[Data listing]
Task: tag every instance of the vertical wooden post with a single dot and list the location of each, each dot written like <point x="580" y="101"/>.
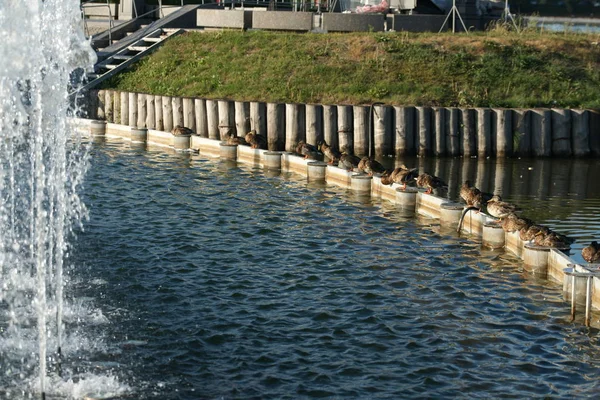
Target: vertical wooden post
<point x="382" y="132"/>
<point x="468" y="132"/>
<point x="226" y="119"/>
<point x="345" y="130"/>
<point x="361" y="130"/>
<point x="133" y="111"/>
<point x="330" y="126"/>
<point x="189" y="120"/>
<point x="561" y="133"/>
<point x="124" y="108"/>
<point x="109" y="106"/>
<point x="484" y="136"/>
<point x="212" y="119"/>
<point x="167" y="114"/>
<point x="200" y="116"/>
<point x="150" y="112"/>
<point x="522" y="132"/>
<point x="314" y="124"/>
<point x="405" y="130"/>
<point x="242" y="117"/>
<point x="439" y="129"/>
<point x="177" y="104"/>
<point x="258" y="118"/>
<point x="580" y="131"/>
<point x="541" y="128"/>
<point x="504" y="132"/>
<point x="453" y="132"/>
<point x="276" y="126"/>
<point x="424" y="131"/>
<point x="158" y="114"/>
<point x="294" y="125"/>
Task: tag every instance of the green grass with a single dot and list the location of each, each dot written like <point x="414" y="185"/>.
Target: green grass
<point x="489" y="69"/>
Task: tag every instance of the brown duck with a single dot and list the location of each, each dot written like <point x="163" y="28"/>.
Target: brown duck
<point x="348" y="161"/>
<point x="513" y="223"/>
<point x="401" y="175"/>
<point x="528" y="233"/>
<point x="498" y="208"/>
<point x="332" y="154"/>
<point x="551" y="239"/>
<point x="591" y="253"/>
<point x="307" y="150"/>
<point x="430" y="182"/>
<point x="370" y="166"/>
<point x="179" y="130"/>
<point x="255" y="140"/>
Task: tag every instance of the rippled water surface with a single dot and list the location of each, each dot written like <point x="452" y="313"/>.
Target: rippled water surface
<point x="218" y="281"/>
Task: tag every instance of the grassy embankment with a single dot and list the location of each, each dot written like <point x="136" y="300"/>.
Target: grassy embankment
<point x="486" y="69"/>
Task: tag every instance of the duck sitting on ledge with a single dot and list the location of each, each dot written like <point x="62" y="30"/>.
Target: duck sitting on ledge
<point x="430" y="182"/>
<point x="370" y="166"/>
<point x="473" y="197"/>
<point x="591" y="253"/>
<point x="307" y="150"/>
<point x="332" y="154"/>
<point x="498" y="208"/>
<point x="233" y="139"/>
<point x="551" y="239"/>
<point x="528" y="233"/>
<point x="348" y="161"/>
<point x="179" y="130"/>
<point x="513" y="223"/>
<point x="401" y="175"/>
<point x="255" y="140"/>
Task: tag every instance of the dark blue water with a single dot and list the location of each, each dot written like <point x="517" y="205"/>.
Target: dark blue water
<point x="218" y="281"/>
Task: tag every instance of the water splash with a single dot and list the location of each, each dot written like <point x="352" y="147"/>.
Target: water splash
<point x="42" y="165"/>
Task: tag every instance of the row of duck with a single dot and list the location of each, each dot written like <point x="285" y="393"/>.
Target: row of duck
<point x="507" y="214"/>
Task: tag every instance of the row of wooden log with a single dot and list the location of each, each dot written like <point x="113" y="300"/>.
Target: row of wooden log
<point x="377" y="129"/>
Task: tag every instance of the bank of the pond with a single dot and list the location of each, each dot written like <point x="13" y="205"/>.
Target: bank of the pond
<point x="488" y="69"/>
<point x="579" y="280"/>
<point x="364" y="130"/>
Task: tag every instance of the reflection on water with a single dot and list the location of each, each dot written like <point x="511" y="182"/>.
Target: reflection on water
<point x="561" y="193"/>
<point x="221" y="282"/>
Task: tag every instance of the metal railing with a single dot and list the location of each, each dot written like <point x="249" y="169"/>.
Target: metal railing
<point x="93" y="4"/>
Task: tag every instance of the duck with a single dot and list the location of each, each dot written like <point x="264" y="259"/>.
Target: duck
<point x="591" y="253"/>
<point x="401" y="175"/>
<point x="551" y="239"/>
<point x="528" y="233"/>
<point x="370" y="166"/>
<point x="307" y="150"/>
<point x="430" y="182"/>
<point x="474" y="197"/>
<point x="255" y="140"/>
<point x="332" y="154"/>
<point x="179" y="130"/>
<point x="236" y="140"/>
<point x="498" y="208"/>
<point x="348" y="161"/>
<point x="513" y="223"/>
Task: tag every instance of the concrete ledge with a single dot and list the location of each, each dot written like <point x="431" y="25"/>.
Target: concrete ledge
<point x="160" y="138"/>
<point x="248" y="155"/>
<point x="239" y="19"/>
<point x="292" y="163"/>
<point x="336" y="22"/>
<point x="205" y="146"/>
<point x="387" y="192"/>
<point x="283" y="21"/>
<point x="339" y="176"/>
<point x="430" y="205"/>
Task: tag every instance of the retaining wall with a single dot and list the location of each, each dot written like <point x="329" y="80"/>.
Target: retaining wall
<point x="547" y="263"/>
<point x="393" y="130"/>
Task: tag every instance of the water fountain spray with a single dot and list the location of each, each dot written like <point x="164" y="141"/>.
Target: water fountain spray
<point x="41" y="168"/>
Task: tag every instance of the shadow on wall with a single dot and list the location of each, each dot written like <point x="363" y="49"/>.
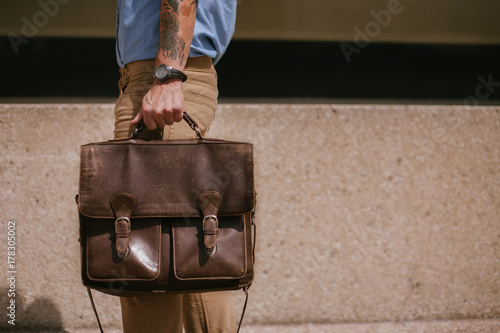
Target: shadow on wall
<point x="41" y="314"/>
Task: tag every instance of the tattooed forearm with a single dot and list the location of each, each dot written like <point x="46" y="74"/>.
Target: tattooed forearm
<point x="172" y="44"/>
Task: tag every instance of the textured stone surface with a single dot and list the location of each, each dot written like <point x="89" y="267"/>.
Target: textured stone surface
<point x="365" y="213"/>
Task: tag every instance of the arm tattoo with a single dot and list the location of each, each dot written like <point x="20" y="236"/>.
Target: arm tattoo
<point x="172" y="45"/>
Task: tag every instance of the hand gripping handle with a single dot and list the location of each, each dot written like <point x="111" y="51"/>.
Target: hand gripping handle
<point x="194" y="126"/>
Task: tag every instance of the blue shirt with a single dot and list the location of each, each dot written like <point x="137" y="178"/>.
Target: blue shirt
<point x="137" y="29"/>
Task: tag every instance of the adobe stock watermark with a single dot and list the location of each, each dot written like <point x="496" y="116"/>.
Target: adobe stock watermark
<point x="373" y="28"/>
<point x="31" y="26"/>
<point x="426" y="148"/>
<point x="11" y="271"/>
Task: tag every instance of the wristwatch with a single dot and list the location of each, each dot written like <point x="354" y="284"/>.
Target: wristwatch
<point x="163" y="72"/>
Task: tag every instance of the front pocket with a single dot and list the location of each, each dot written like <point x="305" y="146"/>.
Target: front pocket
<point x="190" y="260"/>
<point x="143" y="260"/>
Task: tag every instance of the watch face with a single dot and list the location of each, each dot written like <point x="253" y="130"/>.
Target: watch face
<point x="161" y="72"/>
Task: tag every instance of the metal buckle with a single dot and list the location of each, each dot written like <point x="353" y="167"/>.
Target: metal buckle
<point x="212" y="250"/>
<point x="211" y="217"/>
<point x="129" y="227"/>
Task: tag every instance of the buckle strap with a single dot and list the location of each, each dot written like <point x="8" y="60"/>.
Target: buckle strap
<point x="122" y="204"/>
<point x="210" y="202"/>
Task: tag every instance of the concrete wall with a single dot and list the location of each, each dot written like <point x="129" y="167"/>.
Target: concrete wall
<point x="365" y="213"/>
<point x="428" y="21"/>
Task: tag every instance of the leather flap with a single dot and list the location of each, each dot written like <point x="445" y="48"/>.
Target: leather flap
<point x="166" y="177"/>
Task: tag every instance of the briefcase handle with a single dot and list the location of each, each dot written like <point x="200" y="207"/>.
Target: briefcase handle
<point x="191" y="122"/>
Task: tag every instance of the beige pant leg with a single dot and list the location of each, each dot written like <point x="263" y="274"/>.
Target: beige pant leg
<point x="201" y="312"/>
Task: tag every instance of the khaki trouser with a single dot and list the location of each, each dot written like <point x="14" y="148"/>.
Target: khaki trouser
<point x="199" y="312"/>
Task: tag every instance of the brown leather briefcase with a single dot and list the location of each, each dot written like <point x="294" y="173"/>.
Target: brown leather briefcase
<point x="166" y="216"/>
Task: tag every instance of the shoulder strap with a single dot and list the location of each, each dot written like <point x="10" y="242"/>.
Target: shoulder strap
<point x="93" y="307"/>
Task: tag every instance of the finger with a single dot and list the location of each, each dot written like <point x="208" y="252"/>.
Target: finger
<point x="137" y="118"/>
<point x="149" y="121"/>
<point x="178" y="110"/>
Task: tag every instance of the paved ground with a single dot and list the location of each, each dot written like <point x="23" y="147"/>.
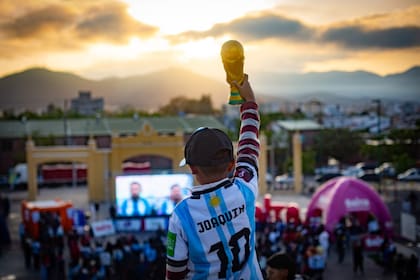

Task >> Count the lines in the data above that contain the string "wooden". Give only the number.

Full solution >> 4